▸ TASK ITEM: The required result is each line of the entries below containing the string "multi".

+++

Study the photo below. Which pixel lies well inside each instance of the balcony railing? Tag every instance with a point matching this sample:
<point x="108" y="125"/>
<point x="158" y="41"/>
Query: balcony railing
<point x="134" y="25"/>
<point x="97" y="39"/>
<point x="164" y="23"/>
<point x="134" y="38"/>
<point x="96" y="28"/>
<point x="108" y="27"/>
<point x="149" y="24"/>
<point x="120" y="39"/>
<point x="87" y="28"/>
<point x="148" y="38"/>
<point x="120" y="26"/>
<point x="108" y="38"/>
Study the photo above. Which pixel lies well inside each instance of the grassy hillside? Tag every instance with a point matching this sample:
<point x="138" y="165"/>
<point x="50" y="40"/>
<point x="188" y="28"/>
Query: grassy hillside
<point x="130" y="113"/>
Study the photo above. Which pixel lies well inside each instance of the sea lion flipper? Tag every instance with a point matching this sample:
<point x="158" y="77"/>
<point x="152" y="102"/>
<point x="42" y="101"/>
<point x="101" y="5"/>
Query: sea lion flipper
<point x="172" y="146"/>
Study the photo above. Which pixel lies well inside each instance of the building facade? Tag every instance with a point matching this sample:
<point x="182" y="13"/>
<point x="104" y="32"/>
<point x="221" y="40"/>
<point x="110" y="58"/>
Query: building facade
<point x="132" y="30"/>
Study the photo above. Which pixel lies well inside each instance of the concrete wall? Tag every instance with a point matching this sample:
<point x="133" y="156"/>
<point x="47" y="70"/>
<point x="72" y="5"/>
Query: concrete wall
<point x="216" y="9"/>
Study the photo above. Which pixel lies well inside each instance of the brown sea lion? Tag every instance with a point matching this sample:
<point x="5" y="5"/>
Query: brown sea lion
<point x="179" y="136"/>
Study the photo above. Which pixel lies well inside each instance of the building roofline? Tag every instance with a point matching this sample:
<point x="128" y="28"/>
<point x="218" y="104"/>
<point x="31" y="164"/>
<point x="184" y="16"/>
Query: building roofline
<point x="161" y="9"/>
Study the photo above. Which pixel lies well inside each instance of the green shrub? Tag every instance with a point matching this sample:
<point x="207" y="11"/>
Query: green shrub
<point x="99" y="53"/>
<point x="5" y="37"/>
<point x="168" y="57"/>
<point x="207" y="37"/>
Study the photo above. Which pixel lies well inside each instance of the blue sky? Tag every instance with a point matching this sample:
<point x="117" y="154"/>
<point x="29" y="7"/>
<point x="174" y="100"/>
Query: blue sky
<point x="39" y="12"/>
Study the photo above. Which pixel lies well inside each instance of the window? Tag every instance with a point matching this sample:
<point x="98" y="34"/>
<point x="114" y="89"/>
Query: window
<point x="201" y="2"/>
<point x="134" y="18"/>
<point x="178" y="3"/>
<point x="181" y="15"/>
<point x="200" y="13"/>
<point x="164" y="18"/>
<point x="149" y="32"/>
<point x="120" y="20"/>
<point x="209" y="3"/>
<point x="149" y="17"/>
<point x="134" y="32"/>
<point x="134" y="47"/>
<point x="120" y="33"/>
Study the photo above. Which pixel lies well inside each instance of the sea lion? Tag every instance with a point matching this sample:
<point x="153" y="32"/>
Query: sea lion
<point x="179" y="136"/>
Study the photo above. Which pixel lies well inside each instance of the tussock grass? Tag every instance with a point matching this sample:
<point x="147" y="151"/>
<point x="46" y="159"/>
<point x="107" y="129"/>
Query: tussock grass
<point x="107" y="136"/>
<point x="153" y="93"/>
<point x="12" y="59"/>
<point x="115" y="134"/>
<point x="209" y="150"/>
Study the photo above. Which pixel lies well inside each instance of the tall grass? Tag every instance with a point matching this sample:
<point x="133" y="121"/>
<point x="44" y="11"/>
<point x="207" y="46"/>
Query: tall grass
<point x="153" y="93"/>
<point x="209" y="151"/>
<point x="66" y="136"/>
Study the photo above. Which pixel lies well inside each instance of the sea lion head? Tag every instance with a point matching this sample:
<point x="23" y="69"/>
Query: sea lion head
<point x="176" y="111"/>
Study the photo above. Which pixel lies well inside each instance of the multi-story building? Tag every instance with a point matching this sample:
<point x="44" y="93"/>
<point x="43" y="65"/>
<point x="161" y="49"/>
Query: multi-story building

+++

▸ SOLUTION:
Study the photo above. Which pixel lies well inside each instance of the multi-story building? Tag every instance with a point matching this sample:
Query: multi-story building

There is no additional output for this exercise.